Required work | Write out the following data lines exactly as they appear, with no changes.

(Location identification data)
----
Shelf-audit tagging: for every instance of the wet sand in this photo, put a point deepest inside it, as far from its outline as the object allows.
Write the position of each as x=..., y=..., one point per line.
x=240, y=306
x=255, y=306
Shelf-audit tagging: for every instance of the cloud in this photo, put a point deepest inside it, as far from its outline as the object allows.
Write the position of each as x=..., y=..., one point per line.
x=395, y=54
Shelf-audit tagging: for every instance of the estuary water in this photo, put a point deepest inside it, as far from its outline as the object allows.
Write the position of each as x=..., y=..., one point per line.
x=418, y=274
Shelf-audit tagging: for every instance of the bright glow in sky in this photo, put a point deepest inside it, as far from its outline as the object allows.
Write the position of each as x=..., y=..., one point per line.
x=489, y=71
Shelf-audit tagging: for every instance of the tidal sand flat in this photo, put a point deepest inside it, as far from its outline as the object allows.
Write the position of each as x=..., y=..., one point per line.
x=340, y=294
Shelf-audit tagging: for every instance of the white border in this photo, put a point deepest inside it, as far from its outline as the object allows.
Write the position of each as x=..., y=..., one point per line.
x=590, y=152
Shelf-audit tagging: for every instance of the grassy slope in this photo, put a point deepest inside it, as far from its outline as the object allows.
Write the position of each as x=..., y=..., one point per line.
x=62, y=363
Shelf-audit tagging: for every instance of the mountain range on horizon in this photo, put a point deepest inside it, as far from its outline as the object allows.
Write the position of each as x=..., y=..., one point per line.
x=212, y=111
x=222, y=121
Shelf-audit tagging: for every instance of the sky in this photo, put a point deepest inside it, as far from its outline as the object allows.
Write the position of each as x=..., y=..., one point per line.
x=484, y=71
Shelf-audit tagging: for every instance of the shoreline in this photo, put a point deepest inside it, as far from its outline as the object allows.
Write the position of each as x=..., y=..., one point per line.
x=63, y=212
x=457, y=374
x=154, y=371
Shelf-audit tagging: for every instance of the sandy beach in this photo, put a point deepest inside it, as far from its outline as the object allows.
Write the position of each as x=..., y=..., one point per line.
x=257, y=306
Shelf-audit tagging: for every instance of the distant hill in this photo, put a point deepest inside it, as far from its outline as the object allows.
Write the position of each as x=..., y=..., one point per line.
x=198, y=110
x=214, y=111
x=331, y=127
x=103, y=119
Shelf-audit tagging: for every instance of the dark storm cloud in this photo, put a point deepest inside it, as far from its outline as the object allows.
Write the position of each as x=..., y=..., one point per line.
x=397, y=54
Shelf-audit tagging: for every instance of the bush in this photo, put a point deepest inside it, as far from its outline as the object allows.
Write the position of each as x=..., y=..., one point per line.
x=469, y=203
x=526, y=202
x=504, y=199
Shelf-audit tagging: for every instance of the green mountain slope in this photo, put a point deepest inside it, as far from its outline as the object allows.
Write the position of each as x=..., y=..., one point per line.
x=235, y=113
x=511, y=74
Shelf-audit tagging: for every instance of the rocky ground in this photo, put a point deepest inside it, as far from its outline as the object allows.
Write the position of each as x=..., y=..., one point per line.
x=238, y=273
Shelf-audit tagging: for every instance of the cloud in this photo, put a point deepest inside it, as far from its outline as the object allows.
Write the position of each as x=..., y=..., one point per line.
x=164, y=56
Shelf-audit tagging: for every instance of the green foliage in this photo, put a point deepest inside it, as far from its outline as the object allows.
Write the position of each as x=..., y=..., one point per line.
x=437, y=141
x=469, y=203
----
The result |
Shelf-audit tagging: for every instance of the wet sand in this photo, put a point deepest inside it, as far from its outline as the object allows.
Write the position of each as x=..., y=..., one point per line.
x=240, y=306
x=255, y=306
Shelf-audit tagging: for every instance of the cloud in this photo, put a point deepest inside it, as far from its outline as the object allows.
Write the position of each as x=..., y=..., one point per line.
x=395, y=54
Shelf-audit tagging: for every instance of the estuary water in this photo, put a point deepest inside it, as far from its outline as the object allows.
Write the position of each as x=..., y=..., one point per line.
x=418, y=274
Shelf-audit tagging: for every instance of the bright glow in sky in this photo, put a point deepest inside it, as far from its outline as the object allows.
Write the position of each as x=..., y=..., one point per line.
x=489, y=71
Shelf-audit tagging: for every instance of the tidal sand flat in this photo, put a point deepest inside it, as far from its outline as the object allows.
Write the position of each as x=..., y=..., one point per line.
x=340, y=294
Shelf-audit tagging: for every instance of the white border in this photo, put a point deepest inside it, as far from its outline as the object allows.
Write the position of each as x=..., y=..., one point per line.
x=590, y=152
Shelf-audit tagging: for every instance of the grassy slope in this photo, put a point deepest inside it, as far from its outline as the object allows.
Write the position of each as x=..., y=..., one point per line.
x=62, y=363
Shelf-audit tagging: for every instance of the mountain range on horizon in this photo, put a point deepest inside it, as far from its outline as the object allows.
Write the position of each as x=..., y=..., one point per line.
x=212, y=111
x=222, y=121
Shelf-audit tagging: for every instance of the sky in this photo, put a point deepest inside it, as far from its outline as the object allows.
Write the position of each as x=..., y=..., one point per line.
x=484, y=71
Shelf-audit tagging: for every instance of the shoreline in this photo, put a point deepest inside it, as far from its outline as the object allows.
Write the position of each as x=..., y=..., one point per line.
x=63, y=212
x=457, y=374
x=154, y=371
Shelf-audit tagging: for every instance of the sandy beach in this photo, put a point deepest inside it, as far from its outline as the object allows.
Write the position of each as x=..., y=..., one point per line.
x=257, y=306
Shelf-audit tagging: for every instance of the distant hill in this photo, put a point deepest inside it, as far from its outline as the object allows.
Write the position of each as x=..., y=..., one point per line.
x=198, y=110
x=214, y=111
x=331, y=127
x=103, y=119
Shelf-audit tagging: for every instance of the dark storm cloud in this photo, put a point deepest inside it, as far from its outline as the object allows.
Write the position of each as x=..., y=..., one point per line.
x=397, y=54
Shelf-audit tagging: for every instance of the bush in this photo, put a point deepest inside it, as far from its outline as the object allows.
Write the position of each as x=..., y=..., one point per line.
x=469, y=203
x=526, y=202
x=504, y=199
Shelf-audit tagging: for every instance of the green mountain slope in this photo, put a point deepest inside it, as far from its outline as the object allows.
Write the position of each as x=..., y=..., one point per line.
x=235, y=113
x=511, y=74
Shelf-audit tagging: for every instance of the rocky ground in this photo, put a point deepest inside it, as far from its outline as the object allows.
Write the position of each as x=..., y=..., one point per line.
x=238, y=273
Shelf-audit tagging: for every instance of the cloud in this photo, put a point deepest inside it, as far from its outline as the object allows.
Write the position of each as x=..., y=..., one point per line.
x=164, y=56
Shelf-audit tagging: for every instance of the green foliage in this photo, put a point deepest inside it, as far from its outline as the object allows.
Write the position of each as x=..., y=..., one point per line.
x=437, y=141
x=469, y=203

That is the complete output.